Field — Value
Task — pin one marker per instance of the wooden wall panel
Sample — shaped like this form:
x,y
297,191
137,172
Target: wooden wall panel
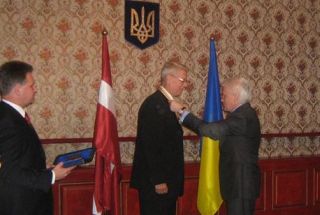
x,y
288,187
76,198
129,200
316,184
187,203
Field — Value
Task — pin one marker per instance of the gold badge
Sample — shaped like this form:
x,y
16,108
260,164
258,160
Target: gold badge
x,y
142,23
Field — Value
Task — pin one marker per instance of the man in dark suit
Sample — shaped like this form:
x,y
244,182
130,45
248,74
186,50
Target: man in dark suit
x,y
25,181
158,165
239,136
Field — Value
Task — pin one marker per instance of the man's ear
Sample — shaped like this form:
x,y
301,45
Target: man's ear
x,y
17,89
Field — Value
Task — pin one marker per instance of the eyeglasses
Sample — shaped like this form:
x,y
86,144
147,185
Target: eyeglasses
x,y
180,79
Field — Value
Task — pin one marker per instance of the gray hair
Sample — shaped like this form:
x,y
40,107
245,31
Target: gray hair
x,y
170,68
242,88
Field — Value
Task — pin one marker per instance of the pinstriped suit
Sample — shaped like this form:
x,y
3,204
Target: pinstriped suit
x,y
25,183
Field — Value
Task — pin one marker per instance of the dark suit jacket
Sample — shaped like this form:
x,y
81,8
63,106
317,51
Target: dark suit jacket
x,y
158,156
25,184
239,136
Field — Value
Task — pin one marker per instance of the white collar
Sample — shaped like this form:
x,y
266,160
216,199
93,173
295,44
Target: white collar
x,y
21,111
166,93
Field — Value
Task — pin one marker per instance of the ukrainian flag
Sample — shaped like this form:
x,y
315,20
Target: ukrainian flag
x,y
209,198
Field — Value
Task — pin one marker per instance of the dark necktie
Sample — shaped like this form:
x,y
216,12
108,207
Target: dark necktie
x,y
27,119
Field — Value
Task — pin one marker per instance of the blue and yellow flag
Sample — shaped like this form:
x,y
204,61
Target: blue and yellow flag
x,y
209,197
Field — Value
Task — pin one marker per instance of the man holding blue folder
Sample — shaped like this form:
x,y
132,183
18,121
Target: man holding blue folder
x,y
25,180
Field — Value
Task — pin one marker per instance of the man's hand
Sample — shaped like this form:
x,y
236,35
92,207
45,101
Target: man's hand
x,y
161,188
61,172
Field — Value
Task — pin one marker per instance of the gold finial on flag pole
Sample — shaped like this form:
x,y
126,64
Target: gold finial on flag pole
x,y
104,31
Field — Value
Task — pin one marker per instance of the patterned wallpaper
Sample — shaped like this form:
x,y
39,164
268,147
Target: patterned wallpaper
x,y
273,43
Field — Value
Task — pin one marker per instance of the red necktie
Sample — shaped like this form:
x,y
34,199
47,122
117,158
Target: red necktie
x,y
27,119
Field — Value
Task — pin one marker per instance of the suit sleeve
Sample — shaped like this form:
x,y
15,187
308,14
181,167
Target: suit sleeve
x,y
215,130
18,163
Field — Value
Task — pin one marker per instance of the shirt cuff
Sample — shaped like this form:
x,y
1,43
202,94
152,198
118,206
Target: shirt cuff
x,y
183,115
53,177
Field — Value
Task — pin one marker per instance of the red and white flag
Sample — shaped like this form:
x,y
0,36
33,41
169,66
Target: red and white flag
x,y
105,140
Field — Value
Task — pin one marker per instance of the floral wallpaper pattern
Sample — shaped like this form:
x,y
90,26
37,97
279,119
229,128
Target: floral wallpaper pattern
x,y
273,43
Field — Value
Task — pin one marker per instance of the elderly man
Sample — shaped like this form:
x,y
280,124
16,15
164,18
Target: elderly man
x,y
25,181
239,136
158,165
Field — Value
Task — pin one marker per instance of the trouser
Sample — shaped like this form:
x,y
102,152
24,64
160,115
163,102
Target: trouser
x,y
152,203
240,206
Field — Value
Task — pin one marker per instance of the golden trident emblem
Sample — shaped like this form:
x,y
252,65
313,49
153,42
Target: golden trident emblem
x,y
142,29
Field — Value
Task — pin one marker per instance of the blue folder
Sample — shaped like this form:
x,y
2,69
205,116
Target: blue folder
x,y
75,158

* * *

Each line above is to be copied verbatim. Drop any image from the copy.

■ TASK SOLUTION:
Field — Value
Task — pin one marker per instance of the wooden wall panel
Sample — shaped like this form:
x,y
297,191
137,172
Target: wooden wall panel
x,y
288,187
76,198
129,200
316,184
187,203
Field — Value
Task — pin one marker per instance of the gold badge
Sample — shaped like this form:
x,y
16,108
260,164
258,160
Target: gold badge
x,y
142,23
Field — Value
Task — pin one marker per instance of the man in dark suit
Sample — shaped like this form:
x,y
244,182
130,45
248,74
186,50
Target: man in dark suit
x,y
25,181
158,165
239,136
Field — Value
Task — pin one marker per instance of the man's ear
Sample — shaped like this form:
x,y
301,45
Target: man's ear
x,y
17,89
Field — Value
Task — pin one marker per instance of the eyeglasses
Sample — shaped like this form:
x,y
86,144
147,185
Target: eyeglasses
x,y
180,79
Field — Value
Task — pin one marker per instance of the gray hair
Sample — shaped like this form:
x,y
40,107
245,31
Target: gray hair
x,y
170,68
242,88
Field — Value
Task — pin one marker per instance of the pinstriped suit
Sample — shaped like this form:
x,y
3,204
Target: pinstriped suit
x,y
25,183
Field — Value
Task — pin one marker per instance of the dark suit jacket
Sample — shaped like this form:
x,y
81,8
63,106
317,51
Target: dark suit jacket
x,y
158,156
25,184
239,136
Field — Value
Task — pin one marker per instance of the white collar
Sample — shaped like this form:
x,y
266,160
216,199
93,173
295,44
Target: white collar
x,y
21,111
166,93
Field — Value
Task — pin one marker per instance of the ukrainian flag
Sample — shaped like this form:
x,y
315,20
Target: ukrainian flag
x,y
209,198
Field — Value
Task — pin one marker per instance of the dark necktie
Sample — shaped like this form:
x,y
216,12
108,207
Target: dark necktie
x,y
27,119
Field — Value
Task — pin one marker per instance of the blue and yellow flag
Sample — shaped like this form:
x,y
204,61
Target: blue and yellow flag
x,y
209,197
Field — Value
Task — pin one marker per instance of the man holding blue folder
Sample — shaped like this form:
x,y
132,183
18,121
Target: man holding blue folder
x,y
25,180
Field — Value
Task — pin one marker per instance of the man's hand
Sample — shaped like this form:
x,y
236,35
92,207
45,101
Target: man's hand
x,y
161,188
61,172
Field — Value
Task — pin one marker per instance of the gold finial on flag pole
Sample — shaped like this form:
x,y
126,64
Target: gold finial on flag pole
x,y
104,31
Field — Value
Task — pin one marker per instance of the patterned wallpaper
Sample — shaped like this form:
x,y
39,164
268,147
Target: patterned wallpaper
x,y
273,43
Field — Value
Task — pin one marker per instance of the red necktie
Sample — shaped like this form:
x,y
34,199
47,122
117,158
Target: red necktie
x,y
27,119
Field — Value
Task — pin one marker per instance of the suit sleeve
Sample — shaped like this form:
x,y
15,187
308,14
181,167
Target: suit sleeve
x,y
215,130
18,163
Field — Value
Task — pin one marker per instance of the shirt cuff
Sample — shaped like this form:
x,y
1,43
202,94
152,198
118,206
Target: shirt cuff
x,y
183,115
53,177
Field — Value
Task — pin one marker per instance of the red and white flag
Sample — shaped like this form:
x,y
0,36
33,41
169,66
Target: red and white flag
x,y
105,140
Field — Value
Task — pin one marker per instance of the floral wallpaper pattern
Sample — shaped like this form:
x,y
90,26
37,97
279,119
229,128
Target: floral wallpaper pattern
x,y
273,43
Field — Value
Task — pin one marker per instance of the elderly man
Sample — shaped like this form:
x,y
280,124
16,15
164,18
Target: elderly man
x,y
25,181
239,136
158,165
Field — Value
Task — pin one marker per instance of the trouser
Sample — shaped like this form:
x,y
102,152
24,64
160,115
163,102
Target: trouser
x,y
152,203
240,206
Field — Value
Task — pin one marker per instance of the golden trident emblem
Sample — shaped like this form:
x,y
252,65
313,49
153,42
Target: golden trident emblem
x,y
142,29
Field — Value
Task — pin one marker per instance of the blue folder
Sample — shaped like this form:
x,y
2,69
205,116
Target: blue folder
x,y
75,158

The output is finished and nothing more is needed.